Migrant facilities along the "Balkan route" to Europe have once again become full due to an unexpected uptick in asylum seeker arrivalsin recent months. There are now between 7,000 and 8,000 refugees in Bosnia, most of whom have traveled through the border with Serbia. Most hope to cross into Croatia and thus into the European Union, but the border is fenced off and well-guarded.
Many who had been living in Vucjak had said to journalists that they feared being brought further away from the Croatian frontier, but there were no reports of incidents during the transfer.
More migrants crossing from Turkey
Due to the closing of Vucjak, refugees who had been housed at shelters in nearby Bihac will now stay where they are rather than be moved to other facilities.
Other asylum seekers have chosen to stay in Serbia, and instead live near that country's borders with Croatia and Hungary. Some 27,000 refugees entered Serbia between January and November 2019.
UN High Commissioner for Refugees (UNHCR) Serbia spokeswoman Mirjana Milenkovski said "the growing number of unaccompanied minors is especially troubling."
There seems to be no clear reason why so many more are coming, except, as some analysts point out, that more people are crossing from Turkey to Greece. Indeed, more people have arrived in Greece in 2019 than in any of the years since Turkey entered into an agreement with the EU in 2016 to try and stop the amount of people attempting the dangerous voyage.

▶ **WORK REQUEST**: According to the report on migrants along the Balkan route, how many refugees are now in Bosnia?

Stored data
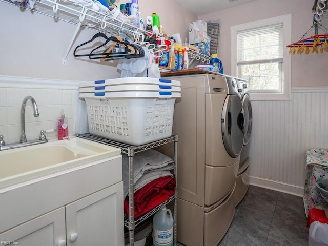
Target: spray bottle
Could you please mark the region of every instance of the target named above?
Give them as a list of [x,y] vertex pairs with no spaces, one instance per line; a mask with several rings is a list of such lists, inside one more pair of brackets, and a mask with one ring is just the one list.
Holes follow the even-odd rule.
[[135,16],[135,25],[137,27],[139,27],[139,6],[138,5],[138,0],[132,0],[131,7],[131,15]]
[[183,49],[183,70],[186,70],[189,68],[189,58],[188,57],[188,48]]
[[170,46],[170,52],[169,53],[169,64],[168,69],[173,70],[175,67],[175,55],[174,54],[174,45],[172,44]]
[[68,125],[66,122],[64,110],[61,110],[61,116],[58,120],[58,140],[68,139]]
[[182,49],[179,48],[179,67],[178,70],[182,70],[183,69],[183,53]]
[[218,59],[217,54],[212,54],[210,63],[212,66],[212,72],[217,73],[223,73],[223,66],[222,64],[222,61]]
[[174,56],[175,56],[175,62],[174,63],[174,68],[173,71],[178,71],[179,69],[179,48],[177,45],[174,45]]

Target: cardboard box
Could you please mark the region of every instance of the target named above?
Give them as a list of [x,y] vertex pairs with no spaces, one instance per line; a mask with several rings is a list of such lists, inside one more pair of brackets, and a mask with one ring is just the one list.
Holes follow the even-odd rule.
[[201,19],[189,23],[189,44],[205,42],[208,36],[207,23]]
[[211,56],[211,52],[210,50],[210,44],[204,42],[197,43],[196,44],[193,44],[191,45],[193,45],[199,50],[199,53],[203,55],[207,55],[208,56]]

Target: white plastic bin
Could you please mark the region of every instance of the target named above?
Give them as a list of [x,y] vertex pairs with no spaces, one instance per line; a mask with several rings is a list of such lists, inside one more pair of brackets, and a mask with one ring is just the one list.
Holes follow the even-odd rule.
[[91,134],[136,146],[172,135],[175,98],[80,97],[86,94]]
[[80,93],[110,92],[116,91],[172,91],[181,92],[180,86],[166,85],[150,85],[147,84],[125,84],[115,86],[98,86],[92,87],[80,87]]
[[316,221],[309,229],[309,246],[328,246],[328,224]]
[[100,80],[81,82],[80,87],[94,87],[99,86],[111,86],[127,84],[162,85],[181,87],[181,83],[177,80],[171,80],[163,78],[147,78],[145,77],[133,77],[126,78],[103,79]]

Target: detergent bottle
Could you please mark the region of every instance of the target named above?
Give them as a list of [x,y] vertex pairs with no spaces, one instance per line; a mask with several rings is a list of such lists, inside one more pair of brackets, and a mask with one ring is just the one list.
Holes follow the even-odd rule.
[[223,66],[222,61],[217,58],[217,54],[212,54],[210,61],[212,66],[212,72],[217,73],[223,73]]
[[153,218],[153,246],[173,245],[173,218],[171,210],[163,207]]

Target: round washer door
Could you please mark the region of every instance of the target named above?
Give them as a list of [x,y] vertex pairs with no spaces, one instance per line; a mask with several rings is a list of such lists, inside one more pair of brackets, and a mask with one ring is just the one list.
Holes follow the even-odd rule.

▶ **REPLY TO THE TASK**: Between 7,000 and 8,000.